■ **WORK REQUIRED**
Exact copies are required of the lines from the line containing "line in tile" through the final line of the listing, both included, and of no other lines.

## begin RECORDS FOR PROCESSING

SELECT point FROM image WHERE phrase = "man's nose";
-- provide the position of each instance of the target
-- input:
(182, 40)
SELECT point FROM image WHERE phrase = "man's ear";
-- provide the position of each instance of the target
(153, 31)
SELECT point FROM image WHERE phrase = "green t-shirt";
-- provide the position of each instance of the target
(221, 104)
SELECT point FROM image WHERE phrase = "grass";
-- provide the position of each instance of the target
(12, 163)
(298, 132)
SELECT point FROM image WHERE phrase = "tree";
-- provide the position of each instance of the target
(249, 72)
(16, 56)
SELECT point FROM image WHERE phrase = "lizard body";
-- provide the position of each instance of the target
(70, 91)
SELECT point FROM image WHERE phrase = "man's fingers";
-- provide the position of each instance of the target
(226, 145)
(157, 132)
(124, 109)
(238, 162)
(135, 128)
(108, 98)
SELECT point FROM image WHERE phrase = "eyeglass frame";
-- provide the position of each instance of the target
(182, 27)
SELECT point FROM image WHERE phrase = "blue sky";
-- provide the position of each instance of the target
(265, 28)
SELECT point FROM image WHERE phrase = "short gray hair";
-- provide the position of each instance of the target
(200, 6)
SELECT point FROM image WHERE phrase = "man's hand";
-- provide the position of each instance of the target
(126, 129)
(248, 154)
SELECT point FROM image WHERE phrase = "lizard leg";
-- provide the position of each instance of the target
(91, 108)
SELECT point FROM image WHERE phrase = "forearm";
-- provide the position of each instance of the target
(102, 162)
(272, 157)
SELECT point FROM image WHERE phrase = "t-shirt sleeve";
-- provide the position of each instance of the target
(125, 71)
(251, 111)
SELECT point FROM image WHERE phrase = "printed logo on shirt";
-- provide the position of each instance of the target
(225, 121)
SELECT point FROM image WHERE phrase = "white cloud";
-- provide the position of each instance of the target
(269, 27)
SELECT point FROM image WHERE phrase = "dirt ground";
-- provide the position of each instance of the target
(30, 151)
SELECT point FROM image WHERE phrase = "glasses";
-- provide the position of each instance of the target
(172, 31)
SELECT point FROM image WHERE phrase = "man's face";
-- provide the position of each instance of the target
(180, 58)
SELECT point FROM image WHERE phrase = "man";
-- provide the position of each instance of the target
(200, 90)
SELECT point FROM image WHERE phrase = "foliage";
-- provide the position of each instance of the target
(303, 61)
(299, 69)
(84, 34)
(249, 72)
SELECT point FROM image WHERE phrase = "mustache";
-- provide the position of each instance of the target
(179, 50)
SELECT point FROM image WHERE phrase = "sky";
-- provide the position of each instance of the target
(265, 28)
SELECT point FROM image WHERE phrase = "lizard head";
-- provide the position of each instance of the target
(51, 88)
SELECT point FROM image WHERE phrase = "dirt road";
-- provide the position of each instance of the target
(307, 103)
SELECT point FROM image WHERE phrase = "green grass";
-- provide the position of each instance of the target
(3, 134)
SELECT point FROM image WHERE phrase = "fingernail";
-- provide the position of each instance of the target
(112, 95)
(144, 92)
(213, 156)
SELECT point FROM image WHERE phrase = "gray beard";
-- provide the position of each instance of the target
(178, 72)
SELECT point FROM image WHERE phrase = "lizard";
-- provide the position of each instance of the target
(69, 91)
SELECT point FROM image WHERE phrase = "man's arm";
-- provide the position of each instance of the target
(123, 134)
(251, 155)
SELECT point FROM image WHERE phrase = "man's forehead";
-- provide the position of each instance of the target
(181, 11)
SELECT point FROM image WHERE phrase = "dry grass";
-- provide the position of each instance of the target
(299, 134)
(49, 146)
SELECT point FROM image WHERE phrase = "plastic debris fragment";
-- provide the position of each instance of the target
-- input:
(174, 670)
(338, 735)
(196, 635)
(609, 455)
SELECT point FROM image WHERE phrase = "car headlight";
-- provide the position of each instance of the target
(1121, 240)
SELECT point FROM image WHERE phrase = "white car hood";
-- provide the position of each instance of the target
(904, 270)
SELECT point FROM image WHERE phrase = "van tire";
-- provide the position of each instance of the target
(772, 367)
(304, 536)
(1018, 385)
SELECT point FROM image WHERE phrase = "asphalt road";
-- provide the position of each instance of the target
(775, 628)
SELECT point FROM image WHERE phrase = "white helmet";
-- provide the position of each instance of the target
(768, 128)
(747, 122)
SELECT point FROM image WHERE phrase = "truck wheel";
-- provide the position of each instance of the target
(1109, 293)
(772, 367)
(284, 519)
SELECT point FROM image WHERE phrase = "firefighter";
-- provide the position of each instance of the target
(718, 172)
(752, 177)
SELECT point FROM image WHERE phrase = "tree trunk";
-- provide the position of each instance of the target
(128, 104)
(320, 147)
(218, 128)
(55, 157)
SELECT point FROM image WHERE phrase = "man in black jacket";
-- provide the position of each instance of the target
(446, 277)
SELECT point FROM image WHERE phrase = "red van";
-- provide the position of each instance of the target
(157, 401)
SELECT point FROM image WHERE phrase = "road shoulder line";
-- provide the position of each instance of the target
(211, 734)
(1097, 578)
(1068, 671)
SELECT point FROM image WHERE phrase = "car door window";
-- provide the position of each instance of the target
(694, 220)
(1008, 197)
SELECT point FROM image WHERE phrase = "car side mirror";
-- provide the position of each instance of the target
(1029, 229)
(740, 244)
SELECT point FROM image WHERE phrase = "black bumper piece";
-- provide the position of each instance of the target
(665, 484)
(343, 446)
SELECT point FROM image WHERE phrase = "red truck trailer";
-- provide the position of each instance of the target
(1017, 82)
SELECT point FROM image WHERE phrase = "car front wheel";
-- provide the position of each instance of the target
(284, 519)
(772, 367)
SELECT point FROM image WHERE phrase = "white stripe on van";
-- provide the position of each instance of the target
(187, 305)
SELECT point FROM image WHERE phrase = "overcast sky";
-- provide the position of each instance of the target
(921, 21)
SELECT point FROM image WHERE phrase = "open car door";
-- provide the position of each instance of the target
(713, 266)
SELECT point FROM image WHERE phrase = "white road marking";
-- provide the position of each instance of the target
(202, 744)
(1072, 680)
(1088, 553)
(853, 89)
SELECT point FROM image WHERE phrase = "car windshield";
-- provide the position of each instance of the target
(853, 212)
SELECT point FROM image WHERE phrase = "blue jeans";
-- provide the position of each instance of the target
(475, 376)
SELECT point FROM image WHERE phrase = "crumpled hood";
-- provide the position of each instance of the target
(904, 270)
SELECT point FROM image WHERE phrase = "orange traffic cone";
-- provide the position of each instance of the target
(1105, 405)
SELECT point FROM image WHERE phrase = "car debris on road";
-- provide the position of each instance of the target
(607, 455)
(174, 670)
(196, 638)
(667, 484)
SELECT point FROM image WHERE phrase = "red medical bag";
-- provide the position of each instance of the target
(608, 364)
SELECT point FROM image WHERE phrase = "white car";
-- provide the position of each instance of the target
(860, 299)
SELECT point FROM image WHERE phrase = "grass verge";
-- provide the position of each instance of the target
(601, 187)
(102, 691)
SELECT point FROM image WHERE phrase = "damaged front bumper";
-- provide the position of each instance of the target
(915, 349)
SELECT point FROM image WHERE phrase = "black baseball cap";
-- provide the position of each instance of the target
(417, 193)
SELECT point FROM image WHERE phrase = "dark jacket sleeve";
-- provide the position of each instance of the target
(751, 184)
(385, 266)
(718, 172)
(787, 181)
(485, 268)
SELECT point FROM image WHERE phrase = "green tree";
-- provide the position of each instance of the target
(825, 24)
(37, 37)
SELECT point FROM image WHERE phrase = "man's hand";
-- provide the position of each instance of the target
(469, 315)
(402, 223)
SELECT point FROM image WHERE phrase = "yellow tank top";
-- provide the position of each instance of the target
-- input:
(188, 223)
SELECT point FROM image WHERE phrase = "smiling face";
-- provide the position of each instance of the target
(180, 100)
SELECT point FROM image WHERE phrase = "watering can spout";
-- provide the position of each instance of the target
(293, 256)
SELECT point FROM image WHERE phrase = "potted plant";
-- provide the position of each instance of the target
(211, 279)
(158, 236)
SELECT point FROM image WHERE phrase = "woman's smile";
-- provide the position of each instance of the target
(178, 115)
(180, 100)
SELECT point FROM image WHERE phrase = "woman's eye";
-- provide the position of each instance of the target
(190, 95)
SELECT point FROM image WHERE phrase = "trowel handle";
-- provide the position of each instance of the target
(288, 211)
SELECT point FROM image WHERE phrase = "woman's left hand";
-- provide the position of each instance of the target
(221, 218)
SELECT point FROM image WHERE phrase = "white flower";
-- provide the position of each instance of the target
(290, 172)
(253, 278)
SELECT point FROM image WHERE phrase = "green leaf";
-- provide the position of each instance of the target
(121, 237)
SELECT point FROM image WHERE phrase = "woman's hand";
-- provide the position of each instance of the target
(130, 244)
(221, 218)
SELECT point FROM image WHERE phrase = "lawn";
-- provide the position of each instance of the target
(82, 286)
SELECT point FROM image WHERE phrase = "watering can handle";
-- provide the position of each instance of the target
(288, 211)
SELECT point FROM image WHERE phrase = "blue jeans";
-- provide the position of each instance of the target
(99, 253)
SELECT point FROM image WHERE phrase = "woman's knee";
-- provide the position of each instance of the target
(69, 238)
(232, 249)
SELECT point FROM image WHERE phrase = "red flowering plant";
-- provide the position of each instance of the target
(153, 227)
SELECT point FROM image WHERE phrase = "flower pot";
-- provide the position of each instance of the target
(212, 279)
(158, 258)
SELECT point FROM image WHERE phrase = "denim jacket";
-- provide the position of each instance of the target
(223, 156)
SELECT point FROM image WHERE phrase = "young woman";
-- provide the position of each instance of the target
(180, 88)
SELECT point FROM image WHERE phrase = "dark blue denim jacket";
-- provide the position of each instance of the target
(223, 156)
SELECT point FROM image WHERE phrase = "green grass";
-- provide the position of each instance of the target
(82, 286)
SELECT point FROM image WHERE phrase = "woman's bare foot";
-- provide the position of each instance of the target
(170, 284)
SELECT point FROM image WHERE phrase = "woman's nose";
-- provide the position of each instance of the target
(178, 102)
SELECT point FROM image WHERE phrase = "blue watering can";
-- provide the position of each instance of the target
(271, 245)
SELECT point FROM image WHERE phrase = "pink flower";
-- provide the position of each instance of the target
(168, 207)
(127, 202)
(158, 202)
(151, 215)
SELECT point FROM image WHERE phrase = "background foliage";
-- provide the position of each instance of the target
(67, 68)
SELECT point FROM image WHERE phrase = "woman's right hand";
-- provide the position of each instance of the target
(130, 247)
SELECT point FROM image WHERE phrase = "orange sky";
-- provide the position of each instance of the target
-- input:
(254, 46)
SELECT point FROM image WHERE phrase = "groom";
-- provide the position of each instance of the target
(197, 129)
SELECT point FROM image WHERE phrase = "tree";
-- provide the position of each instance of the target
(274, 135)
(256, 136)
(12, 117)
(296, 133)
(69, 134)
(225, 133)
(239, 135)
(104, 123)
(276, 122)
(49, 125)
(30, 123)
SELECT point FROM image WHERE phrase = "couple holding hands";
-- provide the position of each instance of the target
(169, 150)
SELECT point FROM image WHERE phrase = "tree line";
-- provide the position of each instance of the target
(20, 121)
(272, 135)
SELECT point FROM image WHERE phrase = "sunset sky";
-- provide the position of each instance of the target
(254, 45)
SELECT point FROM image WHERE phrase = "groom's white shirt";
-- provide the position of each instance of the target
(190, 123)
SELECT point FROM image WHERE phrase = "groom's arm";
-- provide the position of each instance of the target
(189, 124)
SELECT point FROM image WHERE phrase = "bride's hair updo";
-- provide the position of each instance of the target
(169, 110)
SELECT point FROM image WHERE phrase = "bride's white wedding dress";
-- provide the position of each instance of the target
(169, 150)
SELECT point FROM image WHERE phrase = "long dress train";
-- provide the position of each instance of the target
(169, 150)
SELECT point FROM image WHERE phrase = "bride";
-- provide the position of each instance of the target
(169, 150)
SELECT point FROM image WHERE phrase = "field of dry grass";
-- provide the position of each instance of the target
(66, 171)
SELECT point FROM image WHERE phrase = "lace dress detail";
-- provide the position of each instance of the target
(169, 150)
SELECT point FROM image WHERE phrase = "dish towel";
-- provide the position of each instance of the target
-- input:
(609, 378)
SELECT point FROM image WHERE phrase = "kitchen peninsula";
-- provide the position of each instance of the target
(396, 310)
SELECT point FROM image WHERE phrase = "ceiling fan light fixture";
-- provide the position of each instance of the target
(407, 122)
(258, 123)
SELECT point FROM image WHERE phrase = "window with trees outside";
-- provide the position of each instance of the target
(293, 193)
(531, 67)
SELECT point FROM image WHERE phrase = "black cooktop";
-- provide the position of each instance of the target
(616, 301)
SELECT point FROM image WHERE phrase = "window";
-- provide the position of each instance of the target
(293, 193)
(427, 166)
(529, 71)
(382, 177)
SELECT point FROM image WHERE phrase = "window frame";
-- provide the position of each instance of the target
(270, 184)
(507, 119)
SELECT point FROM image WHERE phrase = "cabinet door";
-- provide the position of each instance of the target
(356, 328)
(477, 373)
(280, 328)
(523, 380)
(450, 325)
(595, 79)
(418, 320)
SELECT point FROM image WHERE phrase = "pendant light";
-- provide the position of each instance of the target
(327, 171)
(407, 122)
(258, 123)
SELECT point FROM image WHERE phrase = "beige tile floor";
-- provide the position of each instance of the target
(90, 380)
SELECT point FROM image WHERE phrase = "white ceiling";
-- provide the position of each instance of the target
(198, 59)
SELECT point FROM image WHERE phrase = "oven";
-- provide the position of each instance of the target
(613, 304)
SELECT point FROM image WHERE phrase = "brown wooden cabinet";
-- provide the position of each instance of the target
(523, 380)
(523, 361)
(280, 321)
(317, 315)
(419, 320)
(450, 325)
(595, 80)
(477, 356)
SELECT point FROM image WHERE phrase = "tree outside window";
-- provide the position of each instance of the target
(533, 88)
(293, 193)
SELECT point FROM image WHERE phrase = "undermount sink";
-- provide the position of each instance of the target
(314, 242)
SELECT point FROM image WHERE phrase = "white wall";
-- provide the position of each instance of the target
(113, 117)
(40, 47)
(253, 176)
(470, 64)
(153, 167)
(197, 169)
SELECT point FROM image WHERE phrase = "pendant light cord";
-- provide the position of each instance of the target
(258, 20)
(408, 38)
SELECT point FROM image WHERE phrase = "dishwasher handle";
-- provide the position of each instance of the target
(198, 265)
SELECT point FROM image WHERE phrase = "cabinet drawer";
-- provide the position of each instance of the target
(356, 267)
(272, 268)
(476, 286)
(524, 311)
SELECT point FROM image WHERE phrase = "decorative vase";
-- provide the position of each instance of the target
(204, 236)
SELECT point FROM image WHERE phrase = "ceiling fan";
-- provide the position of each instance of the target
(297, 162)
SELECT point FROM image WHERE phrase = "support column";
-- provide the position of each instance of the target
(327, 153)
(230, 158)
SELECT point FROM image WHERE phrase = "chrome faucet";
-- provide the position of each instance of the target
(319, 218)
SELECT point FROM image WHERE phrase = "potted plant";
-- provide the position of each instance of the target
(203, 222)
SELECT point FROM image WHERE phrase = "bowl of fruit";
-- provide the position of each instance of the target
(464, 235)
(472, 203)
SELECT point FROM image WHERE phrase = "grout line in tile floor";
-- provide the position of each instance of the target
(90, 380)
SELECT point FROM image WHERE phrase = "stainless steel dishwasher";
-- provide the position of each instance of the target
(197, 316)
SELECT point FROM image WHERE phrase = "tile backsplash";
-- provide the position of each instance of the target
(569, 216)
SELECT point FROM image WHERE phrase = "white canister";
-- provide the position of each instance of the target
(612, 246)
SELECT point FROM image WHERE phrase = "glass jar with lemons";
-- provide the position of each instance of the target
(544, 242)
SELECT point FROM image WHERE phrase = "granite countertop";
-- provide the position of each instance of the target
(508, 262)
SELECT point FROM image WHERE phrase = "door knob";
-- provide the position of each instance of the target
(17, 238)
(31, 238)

## end RECORDS FOR PROCESSING

■ **RESPONSE TO THE TASK**
SELECT point FROM image WHERE phrase = "grout line in tile floor";
-- provide the position of each instance of the target
(90, 380)
SELECT point FROM image WHERE phrase = "stainless steel dishwasher";
-- provide the position of each instance of the target
(197, 316)
SELECT point FROM image WHERE phrase = "tile backsplash";
-- provide the position of each instance of the target
(569, 216)
SELECT point FROM image WHERE phrase = "white canister";
-- provide the position of each instance of the target
(612, 246)
SELECT point FROM image WHERE phrase = "glass jar with lemons";
-- provide the position of each instance of the target
(544, 242)
SELECT point FROM image WHERE phrase = "granite countertop";
-- provide the position of each instance of the target
(508, 262)
SELECT point FROM image WHERE phrase = "door knob";
-- provide the position of each instance of the target
(17, 238)
(31, 238)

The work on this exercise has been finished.